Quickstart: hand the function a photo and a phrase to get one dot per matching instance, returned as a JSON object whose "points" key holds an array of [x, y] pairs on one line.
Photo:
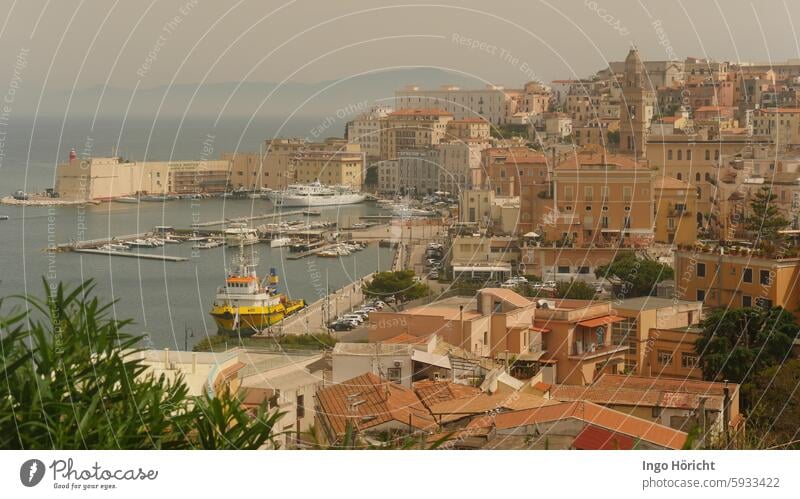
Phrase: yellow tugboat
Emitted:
{"points": [[245, 306]]}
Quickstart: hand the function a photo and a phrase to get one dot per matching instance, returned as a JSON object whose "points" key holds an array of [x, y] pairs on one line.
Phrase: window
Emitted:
{"points": [[763, 303], [689, 360], [624, 333]]}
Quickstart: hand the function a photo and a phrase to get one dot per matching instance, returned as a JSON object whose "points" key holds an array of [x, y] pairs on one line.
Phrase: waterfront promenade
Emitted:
{"points": [[315, 317]]}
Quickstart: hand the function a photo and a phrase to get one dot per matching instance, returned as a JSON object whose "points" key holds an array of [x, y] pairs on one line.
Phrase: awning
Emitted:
{"points": [[601, 321], [431, 359], [482, 269]]}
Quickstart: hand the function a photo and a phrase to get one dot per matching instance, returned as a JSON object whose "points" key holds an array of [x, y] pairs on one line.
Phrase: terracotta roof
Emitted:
{"points": [[664, 384], [369, 401], [779, 110], [508, 295], [421, 112], [601, 321], [405, 338], [592, 414], [434, 392], [470, 120], [595, 438], [664, 182], [483, 403]]}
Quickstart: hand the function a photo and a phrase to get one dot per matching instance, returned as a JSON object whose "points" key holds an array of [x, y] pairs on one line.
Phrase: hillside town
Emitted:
{"points": [[609, 262]]}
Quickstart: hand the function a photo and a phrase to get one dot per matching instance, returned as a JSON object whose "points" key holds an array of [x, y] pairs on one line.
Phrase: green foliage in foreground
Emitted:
{"points": [[218, 343], [574, 290], [738, 343], [70, 381], [400, 284], [639, 276]]}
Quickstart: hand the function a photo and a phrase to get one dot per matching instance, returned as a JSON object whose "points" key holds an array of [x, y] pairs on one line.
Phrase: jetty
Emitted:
{"points": [[144, 256], [263, 216]]}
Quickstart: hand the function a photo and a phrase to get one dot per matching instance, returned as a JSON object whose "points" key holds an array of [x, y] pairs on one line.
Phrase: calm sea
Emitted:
{"points": [[164, 299]]}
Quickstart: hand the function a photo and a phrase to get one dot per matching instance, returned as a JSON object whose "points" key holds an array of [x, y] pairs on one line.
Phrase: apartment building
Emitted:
{"points": [[365, 131], [696, 158], [493, 104], [600, 198], [675, 204], [467, 129], [418, 171], [459, 162], [111, 177], [727, 278], [781, 125], [414, 129]]}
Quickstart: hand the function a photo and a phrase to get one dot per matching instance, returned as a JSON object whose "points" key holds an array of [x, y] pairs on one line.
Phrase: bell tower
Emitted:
{"points": [[636, 108]]}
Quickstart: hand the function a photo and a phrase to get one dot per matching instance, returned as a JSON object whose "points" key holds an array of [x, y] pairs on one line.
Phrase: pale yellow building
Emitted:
{"points": [[412, 130], [109, 178], [675, 205]]}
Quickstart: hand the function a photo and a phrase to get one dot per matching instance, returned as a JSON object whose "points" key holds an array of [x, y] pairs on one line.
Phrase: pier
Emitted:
{"points": [[263, 216], [144, 256]]}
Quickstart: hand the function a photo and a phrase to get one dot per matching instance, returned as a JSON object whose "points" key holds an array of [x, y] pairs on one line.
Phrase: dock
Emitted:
{"points": [[145, 256], [263, 216]]}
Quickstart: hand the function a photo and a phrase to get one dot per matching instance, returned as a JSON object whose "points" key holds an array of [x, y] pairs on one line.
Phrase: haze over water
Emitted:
{"points": [[163, 298]]}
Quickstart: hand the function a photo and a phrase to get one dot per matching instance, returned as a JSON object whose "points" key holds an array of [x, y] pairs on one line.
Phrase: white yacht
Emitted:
{"points": [[239, 232], [316, 194]]}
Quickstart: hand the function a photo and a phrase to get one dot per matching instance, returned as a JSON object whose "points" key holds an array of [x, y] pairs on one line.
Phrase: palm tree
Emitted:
{"points": [[68, 381]]}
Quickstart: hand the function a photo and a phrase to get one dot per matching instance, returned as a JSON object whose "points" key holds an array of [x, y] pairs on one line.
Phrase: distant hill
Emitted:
{"points": [[321, 99]]}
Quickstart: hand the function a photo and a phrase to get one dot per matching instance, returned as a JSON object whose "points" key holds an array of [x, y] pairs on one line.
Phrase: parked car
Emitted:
{"points": [[342, 326]]}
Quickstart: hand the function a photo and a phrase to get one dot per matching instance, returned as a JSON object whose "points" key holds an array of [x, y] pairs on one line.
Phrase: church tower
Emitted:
{"points": [[636, 108]]}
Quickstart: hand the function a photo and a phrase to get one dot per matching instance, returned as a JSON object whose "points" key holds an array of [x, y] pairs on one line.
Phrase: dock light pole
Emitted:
{"points": [[187, 333]]}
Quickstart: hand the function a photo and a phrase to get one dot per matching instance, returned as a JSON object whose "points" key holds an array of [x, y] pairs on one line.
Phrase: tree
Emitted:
{"points": [[71, 380], [400, 284], [639, 276], [737, 343], [775, 393], [576, 290], [766, 220]]}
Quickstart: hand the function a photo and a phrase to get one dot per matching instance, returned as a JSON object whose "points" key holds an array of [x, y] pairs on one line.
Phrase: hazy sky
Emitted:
{"points": [[91, 42]]}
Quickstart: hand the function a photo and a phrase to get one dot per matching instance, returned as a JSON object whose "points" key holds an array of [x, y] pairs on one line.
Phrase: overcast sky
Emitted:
{"points": [[91, 42]]}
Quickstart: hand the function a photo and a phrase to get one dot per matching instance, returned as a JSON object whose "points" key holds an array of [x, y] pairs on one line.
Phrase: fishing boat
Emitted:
{"points": [[316, 194], [239, 233], [127, 199], [207, 244], [246, 305], [280, 242]]}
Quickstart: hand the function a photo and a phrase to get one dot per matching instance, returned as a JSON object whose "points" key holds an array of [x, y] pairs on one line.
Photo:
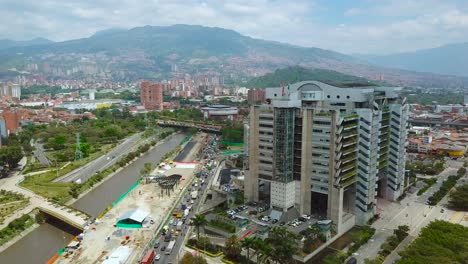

++++++++++++++++++++

- _The exercise_: Collect every line of the records above that contains the word "building" and copy each one out.

- _Written response_:
Phrase: apartment building
Phrase: pale yellow building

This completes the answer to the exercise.